» **Texto para leitura**
╔══

Ela está na contramão de tudo: não faz o que a mídia pede e não adequa seu repertório à lógica do lucro. Mantém sua essência preservada e faz da música um espelho de suas raízes. A personalidade é forte e ela não nega a intensidade com que se doa para cada novo projeto. “Ou eu vou muito ou eu não vou nada”, conta. Adriana Moreira é uma das cantoras de samba da nova geração.

 

Antes de se encontrar na música, Adriana pensava em cursar Direito e ser juíza. Na infância, porém, as cantorias já surgiam, mesmo que como brincadeira. Sem o aparato de hoje, improvisar era necessário: um cabo de vassoura como microfone e  a espontaneidade digna de uma criança.

 

 

 

 

 

 

 

A ousadia de Adriana na música não começou por acaso. Era casada com um dos amigos de Carlinhos Vergueiro, compositor e cantor de sucesso. Eles frequentavam um dos primeiros grupos de samba de São Paulo - o mutirão do samba. Adriana, por conta disso, pôde fazer parte e conhecer as entranhas da música, saber como ela era feita e como assuntos tão importantes e pertinentes eram levados para a roda. Falava-se em cultura, classes e até mesmo questões relacionadas ao gênero.

╚══

» **Tarefas**
A. Responda com base no texto sobre Adriana Moreira:
(i) Que carreira Adriana pensava seguir antes de se encontrar na música?
(ii) O que ela usava como microfone nas cantorias da infância?
(iii) Qual é o nome do grupo de samba de São Paulo que ela frequentava?
B. Segundo o texto sobre Adriana Moreira, por que ela pôde conhecer por dentro como a música era feita?
C. Dê continuidade ao texto sobre Adriana Moreira, começando logo após a última frase.
As linhas não têm relação com o texto sobre Adriana Moreira.

[Registros de pontos rotulados]
╔══

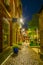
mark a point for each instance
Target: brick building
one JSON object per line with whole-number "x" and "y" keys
{"x": 9, "y": 9}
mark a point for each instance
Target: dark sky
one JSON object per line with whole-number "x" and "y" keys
{"x": 30, "y": 7}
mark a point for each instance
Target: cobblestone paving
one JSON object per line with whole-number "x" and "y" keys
{"x": 26, "y": 56}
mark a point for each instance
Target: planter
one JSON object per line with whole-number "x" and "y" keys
{"x": 15, "y": 50}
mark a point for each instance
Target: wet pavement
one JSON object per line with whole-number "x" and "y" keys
{"x": 25, "y": 56}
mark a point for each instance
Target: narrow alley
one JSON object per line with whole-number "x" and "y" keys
{"x": 25, "y": 56}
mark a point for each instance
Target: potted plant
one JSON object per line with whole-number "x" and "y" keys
{"x": 15, "y": 48}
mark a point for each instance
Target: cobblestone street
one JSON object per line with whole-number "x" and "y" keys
{"x": 26, "y": 56}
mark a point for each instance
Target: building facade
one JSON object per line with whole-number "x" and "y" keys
{"x": 9, "y": 10}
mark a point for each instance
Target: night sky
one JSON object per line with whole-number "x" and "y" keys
{"x": 30, "y": 7}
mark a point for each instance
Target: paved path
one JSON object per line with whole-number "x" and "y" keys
{"x": 26, "y": 56}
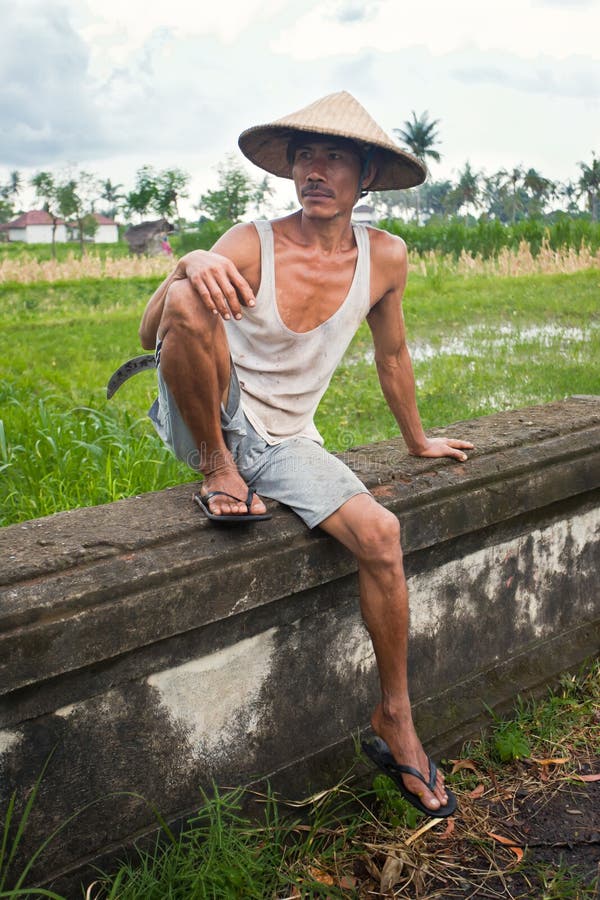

╚══

» **Respostas esperadas**
A.
(i) Ela pensava em cursar Direito e ser juíza.
(ii) Um cabo de vassoura.
(iii) O mutirão do samba.

B. Ela era casada com um dos amigos de Carlinhos Vergueiro, e os dois frequentavam o mutirão do samba, um dos primeiros grupos de samba de São Paulo. Por isso ela pôde fazer parte do grupo e ver como a música era feita e como temas importantes chegavam à roda.

C.
 

Houve uma voz feminina nesse grupo, a de Ana Valença, capaz de enxergar o quanto Adriana acompanhava timbres e era afinada. Diante disso, sugeriu que a cantora procurasse apoio, um lugar em que ela pudesse explorar esse dom. Adriana seguiu o conselho e resolveu participar da seleção da Universidade Livre de Música Tom Jobim (ULM).

 

A fila dobrava quarteirões, Adriana estava nervosa com o que via - muitas meninas aquecendo voz, fazendo exercícios que hoje ela entende para que servem. Mais uma vez, diante dos jurados, ousou. Cantou Cartola - “Disfarça e Chora” e conseguiu classificação como “soprano” devido ao nível agudo da voz. Da conquista de uma vaga, nascia um projeto de cantora de carreira solo, apesar de ficar como backing vocal de muitos artistas, por um bom tempo.

 

Ainda estudando, a cantora soube do lançamento do disco “Diplomacia”, do cantor e compositor baiano Oscar da Penha, mais conhecido como Batatinha, veja o acervo online aqui. Apesar de já falecido quando a obra foi lançada, Batatinha mexeu com Adriana. Ele, que já fazia parte do berço musical dela, agora seria um dos guias de seu samba. A cantora gostaria que o maior número de pessoas o conhecesse. Foi então que sugeriu ao dono do antigo Bar do Quilombo, situado na rua Artur Alvim e conhecido por seus tributos à sambistas, que ela organizasse uma homenagem à Batatinha. O dono do bar marcou para dois meses depois e ainda contou que o filho do cantor frequentava o estabelecimento.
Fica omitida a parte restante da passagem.